• **Records**:
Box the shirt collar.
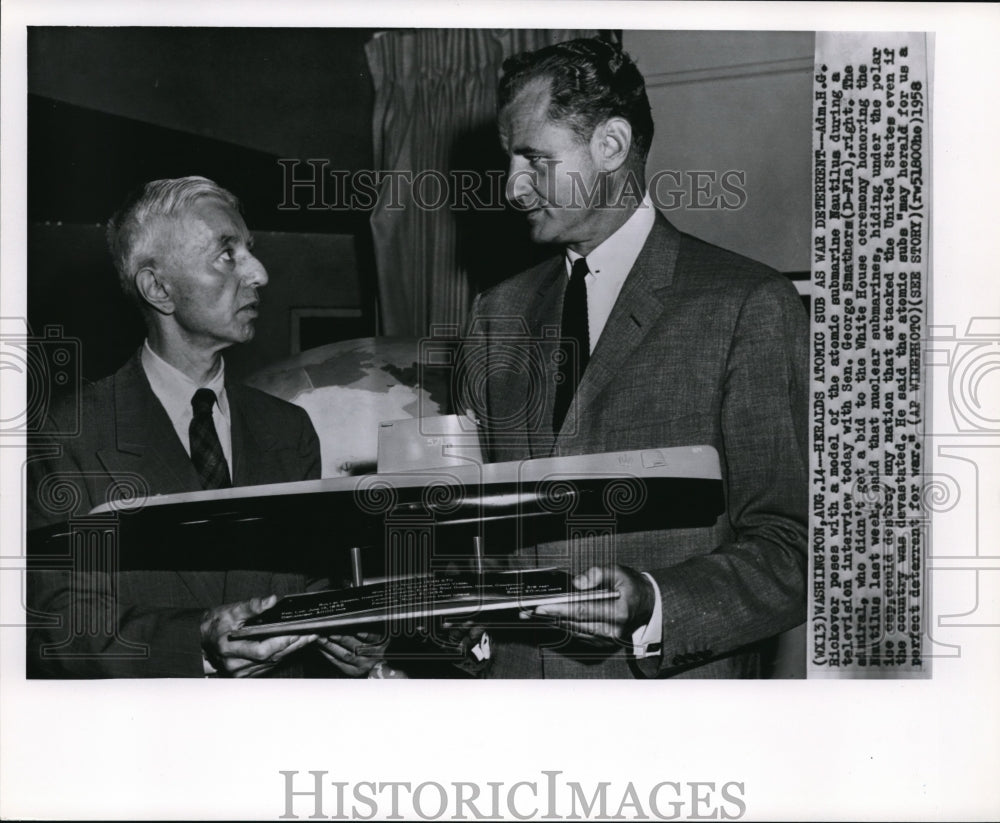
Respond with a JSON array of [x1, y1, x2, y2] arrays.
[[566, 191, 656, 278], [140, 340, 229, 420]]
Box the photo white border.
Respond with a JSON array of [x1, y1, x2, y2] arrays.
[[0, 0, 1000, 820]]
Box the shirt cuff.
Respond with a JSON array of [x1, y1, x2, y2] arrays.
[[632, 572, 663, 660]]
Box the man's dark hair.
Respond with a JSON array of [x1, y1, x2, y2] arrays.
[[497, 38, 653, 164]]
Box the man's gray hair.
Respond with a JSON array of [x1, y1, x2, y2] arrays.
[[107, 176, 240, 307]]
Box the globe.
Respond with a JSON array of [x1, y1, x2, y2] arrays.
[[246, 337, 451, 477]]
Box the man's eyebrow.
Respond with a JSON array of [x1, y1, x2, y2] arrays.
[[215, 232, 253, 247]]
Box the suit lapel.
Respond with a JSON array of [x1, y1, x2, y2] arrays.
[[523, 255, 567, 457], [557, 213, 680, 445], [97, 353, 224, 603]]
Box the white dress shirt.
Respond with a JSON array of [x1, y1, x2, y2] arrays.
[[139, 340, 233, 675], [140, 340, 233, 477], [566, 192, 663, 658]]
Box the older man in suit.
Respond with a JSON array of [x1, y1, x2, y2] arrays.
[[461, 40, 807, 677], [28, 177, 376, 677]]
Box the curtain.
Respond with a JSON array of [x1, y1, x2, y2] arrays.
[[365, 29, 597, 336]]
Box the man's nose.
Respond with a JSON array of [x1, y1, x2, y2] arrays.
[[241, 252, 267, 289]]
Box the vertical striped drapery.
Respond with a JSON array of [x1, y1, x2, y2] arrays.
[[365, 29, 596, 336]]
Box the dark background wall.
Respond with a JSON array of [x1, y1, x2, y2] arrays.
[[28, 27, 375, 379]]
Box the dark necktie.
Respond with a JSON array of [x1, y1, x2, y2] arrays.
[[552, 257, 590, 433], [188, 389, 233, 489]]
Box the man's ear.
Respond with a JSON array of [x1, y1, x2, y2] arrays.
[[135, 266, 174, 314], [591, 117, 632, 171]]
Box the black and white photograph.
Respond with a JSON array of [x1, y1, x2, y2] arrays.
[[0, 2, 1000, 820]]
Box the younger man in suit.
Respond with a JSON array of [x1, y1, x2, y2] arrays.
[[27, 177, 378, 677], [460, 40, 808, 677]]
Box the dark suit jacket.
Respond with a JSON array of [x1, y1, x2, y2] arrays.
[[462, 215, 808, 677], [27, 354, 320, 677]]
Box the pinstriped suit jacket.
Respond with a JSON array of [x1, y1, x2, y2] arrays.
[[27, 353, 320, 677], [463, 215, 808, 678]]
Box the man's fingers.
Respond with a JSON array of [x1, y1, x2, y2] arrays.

• **Written instruction**: Which lines of the material above contain the word "jacket"? Gather each one and copy it out in full, with case counting in the match.

• **Answer below**:
Box the dark suit jacket.
Box the pinstriped suit jacket.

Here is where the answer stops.